═══ EXERCISE DATA

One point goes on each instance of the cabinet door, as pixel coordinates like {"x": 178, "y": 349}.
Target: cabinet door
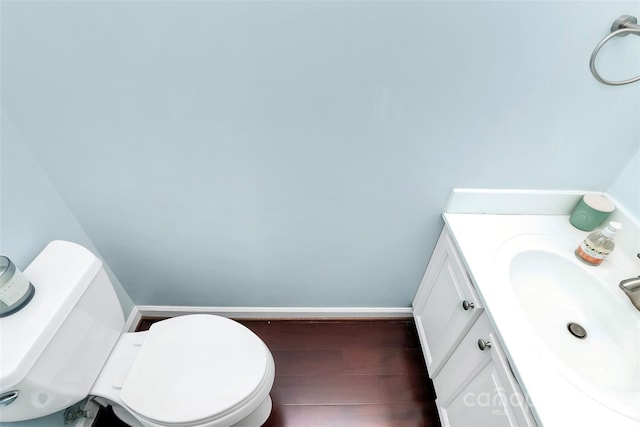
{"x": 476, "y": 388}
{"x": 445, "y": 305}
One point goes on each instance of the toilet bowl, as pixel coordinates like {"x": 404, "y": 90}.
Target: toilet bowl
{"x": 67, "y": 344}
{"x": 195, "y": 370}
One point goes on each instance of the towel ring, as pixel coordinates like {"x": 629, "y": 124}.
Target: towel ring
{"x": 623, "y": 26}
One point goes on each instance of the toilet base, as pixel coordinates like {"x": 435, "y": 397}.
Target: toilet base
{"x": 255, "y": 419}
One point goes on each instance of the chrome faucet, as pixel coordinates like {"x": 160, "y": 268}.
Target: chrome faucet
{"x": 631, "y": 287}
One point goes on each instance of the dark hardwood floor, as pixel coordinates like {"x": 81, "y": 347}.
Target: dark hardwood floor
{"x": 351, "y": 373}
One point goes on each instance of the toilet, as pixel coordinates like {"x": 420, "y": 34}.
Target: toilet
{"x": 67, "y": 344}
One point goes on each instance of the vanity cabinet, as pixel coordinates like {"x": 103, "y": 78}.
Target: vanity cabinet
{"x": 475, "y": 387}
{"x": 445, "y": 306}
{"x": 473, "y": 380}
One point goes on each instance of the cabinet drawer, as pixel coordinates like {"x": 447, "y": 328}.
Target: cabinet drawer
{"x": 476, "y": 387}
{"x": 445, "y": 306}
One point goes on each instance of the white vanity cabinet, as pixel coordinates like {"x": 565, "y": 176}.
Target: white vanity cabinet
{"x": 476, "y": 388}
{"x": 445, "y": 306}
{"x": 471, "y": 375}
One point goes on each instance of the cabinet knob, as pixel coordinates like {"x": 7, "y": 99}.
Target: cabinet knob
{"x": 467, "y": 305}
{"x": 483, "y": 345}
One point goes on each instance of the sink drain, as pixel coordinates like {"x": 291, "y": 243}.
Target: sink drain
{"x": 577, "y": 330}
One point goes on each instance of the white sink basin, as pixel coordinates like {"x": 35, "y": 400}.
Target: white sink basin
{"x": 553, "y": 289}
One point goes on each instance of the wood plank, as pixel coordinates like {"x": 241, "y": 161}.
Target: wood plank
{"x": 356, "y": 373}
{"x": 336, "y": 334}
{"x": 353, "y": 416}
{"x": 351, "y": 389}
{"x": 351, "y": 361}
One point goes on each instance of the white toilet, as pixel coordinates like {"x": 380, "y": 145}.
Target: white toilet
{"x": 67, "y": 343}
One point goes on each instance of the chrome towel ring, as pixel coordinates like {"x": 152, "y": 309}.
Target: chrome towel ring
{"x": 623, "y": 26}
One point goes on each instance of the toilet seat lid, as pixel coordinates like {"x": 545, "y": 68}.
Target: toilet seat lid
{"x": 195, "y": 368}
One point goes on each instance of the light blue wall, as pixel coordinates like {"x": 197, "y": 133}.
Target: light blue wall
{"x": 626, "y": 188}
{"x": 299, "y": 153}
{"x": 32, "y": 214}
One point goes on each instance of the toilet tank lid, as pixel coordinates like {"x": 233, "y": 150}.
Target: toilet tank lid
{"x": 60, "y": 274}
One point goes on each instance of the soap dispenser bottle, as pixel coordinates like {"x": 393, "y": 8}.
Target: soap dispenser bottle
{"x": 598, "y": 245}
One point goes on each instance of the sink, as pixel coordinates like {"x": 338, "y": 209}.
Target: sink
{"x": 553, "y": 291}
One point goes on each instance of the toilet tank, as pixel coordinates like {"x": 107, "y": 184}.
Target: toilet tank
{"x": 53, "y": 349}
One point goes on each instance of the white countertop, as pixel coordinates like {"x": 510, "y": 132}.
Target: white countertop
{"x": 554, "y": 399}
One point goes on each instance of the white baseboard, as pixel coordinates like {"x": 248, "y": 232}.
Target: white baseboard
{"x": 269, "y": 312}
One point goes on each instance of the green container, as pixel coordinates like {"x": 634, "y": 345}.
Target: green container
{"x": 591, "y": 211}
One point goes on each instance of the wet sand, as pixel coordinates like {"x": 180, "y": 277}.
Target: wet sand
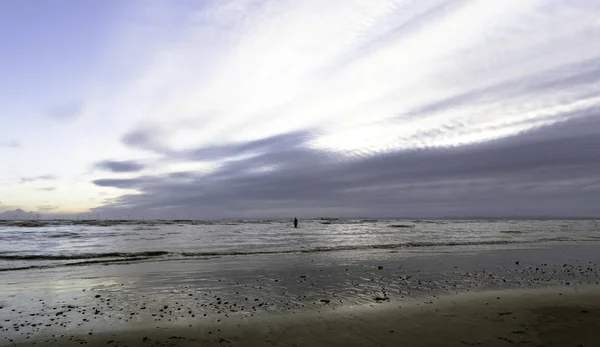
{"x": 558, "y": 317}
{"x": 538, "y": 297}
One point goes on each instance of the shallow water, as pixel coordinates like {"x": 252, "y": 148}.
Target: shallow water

══════

TASK GOAL
All entries are to be retyped exactly. Omit any embedded images.

SOLUTION TO THE PROBLEM
One point goes on each instance of the cabinet door, as pixel coordinates like {"x": 178, "y": 349}.
Target: cabinet door
{"x": 476, "y": 388}
{"x": 445, "y": 305}
One point goes on each instance of the toilet bowl, as pixel coordinates like {"x": 404, "y": 90}.
Target: toilet bowl
{"x": 67, "y": 344}
{"x": 195, "y": 370}
One point goes on each instance of the towel ring, as pixel coordinates like {"x": 629, "y": 124}.
Target: towel ring
{"x": 623, "y": 26}
One point goes on each instance of the toilet base, as pixel coordinates like {"x": 435, "y": 397}.
Target: toilet base
{"x": 255, "y": 419}
One point goes on each instance of the chrome faucet, as pixel coordinates like {"x": 160, "y": 268}.
Target: chrome faucet
{"x": 631, "y": 287}
One point goes on each instance of the dark hardwood floor, as pixel coordinates like {"x": 81, "y": 347}.
Target: dark hardwood floor
{"x": 351, "y": 373}
One point goes on each instance of the toilet, as pixel coordinates like {"x": 420, "y": 34}.
Target: toilet
{"x": 67, "y": 344}
One point goes on each instance of the vanity cabinet, as pixel coordinates like {"x": 103, "y": 78}.
Target: vanity cabinet
{"x": 475, "y": 387}
{"x": 445, "y": 306}
{"x": 473, "y": 380}
One point goes on each instance of the cabinet drawer, as pixel coordinates like {"x": 447, "y": 328}.
Target: cabinet drawer
{"x": 476, "y": 387}
{"x": 445, "y": 306}
One point goes on each instance of the white vanity cabinet, as pixel coordinates like {"x": 565, "y": 176}.
Target: white vanity cabinet
{"x": 476, "y": 388}
{"x": 445, "y": 306}
{"x": 471, "y": 375}
One point goes on each instance of the cabinet knob, as pixel coordinates like {"x": 7, "y": 99}.
Target: cabinet knob
{"x": 467, "y": 305}
{"x": 483, "y": 345}
One point goes on each instance of the sink drain, as pixel coordinates like {"x": 291, "y": 243}.
Target: sink drain
{"x": 577, "y": 330}
One point goes on each instance of the white sink basin, as pixel coordinates like {"x": 35, "y": 400}.
Target: white sink basin
{"x": 553, "y": 289}
One point goes on each instance of the wood plank, as pixel coordinates like {"x": 241, "y": 161}.
Target: wood plank
{"x": 356, "y": 373}
{"x": 336, "y": 334}
{"x": 353, "y": 416}
{"x": 351, "y": 389}
{"x": 351, "y": 361}
One point goes on each instance of the white toilet, as pixel coordinates like {"x": 380, "y": 145}.
Target: white toilet
{"x": 67, "y": 343}
One point goes on each instance of the chrome towel ring, as pixel coordinates like {"x": 152, "y": 309}.
Target: chrome towel ring
{"x": 623, "y": 26}
One point goes on each instance of the toilet seat lid, as pixel coordinates like {"x": 545, "y": 68}.
Target: toilet seat lid
{"x": 195, "y": 368}
One point goes on each instance of the light blue wall, as pixel coordinates like {"x": 197, "y": 133}.
Target: light blue wall
{"x": 626, "y": 188}
{"x": 299, "y": 153}
{"x": 32, "y": 214}
One point goes on each instance of the toilet tank lid, as pixel coordinates like {"x": 233, "y": 150}.
Target: toilet tank lid
{"x": 60, "y": 274}
One point goes on each instance of the soap dispenser bottle, as pixel coordinates like {"x": 393, "y": 8}.
Target: soap dispenser bottle
{"x": 598, "y": 245}
One point goes on each instance of the sink, as pixel coordinates like {"x": 338, "y": 209}.
Target: sink
{"x": 553, "y": 291}
One point goes on each instance of the toilet tank, as pixel coordinates like {"x": 107, "y": 184}.
Target: toilet tank
{"x": 53, "y": 349}
One point goes on each instance of the white countertop, as pixel coordinates like {"x": 510, "y": 132}.
Target: white countertop
{"x": 554, "y": 399}
One point goes on each instance of the white baseboard, as pixel coordinates like {"x": 248, "y": 232}.
Target: white baseboard
{"x": 269, "y": 312}
One point goes on each instance of the green container, as pixel coordinates like {"x": 634, "y": 345}.
Target: green container
{"x": 591, "y": 211}
One point goes on each instance of the wet sand, as pixel coordinates like {"x": 180, "y": 277}.
Target: wet sand
{"x": 558, "y": 317}
{"x": 538, "y": 297}
One point goes on each instance of the shallow water, as pixel coordinates like {"x": 252, "y": 148}.
Target: shallow water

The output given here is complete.